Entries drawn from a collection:
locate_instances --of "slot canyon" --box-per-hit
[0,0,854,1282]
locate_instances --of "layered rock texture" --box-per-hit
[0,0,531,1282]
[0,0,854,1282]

▸ TASK OBJECTIVE:
Reproduce every one of the lines above, character for character, with nothing altered.

▸ EXERCISE ANSWER:
locate_instances --of "slot canyon" --box-per-hit
[0,0,854,1282]
locate_instances --of "layered rock texture" --box-per-hit
[0,0,531,1282]
[0,0,854,1282]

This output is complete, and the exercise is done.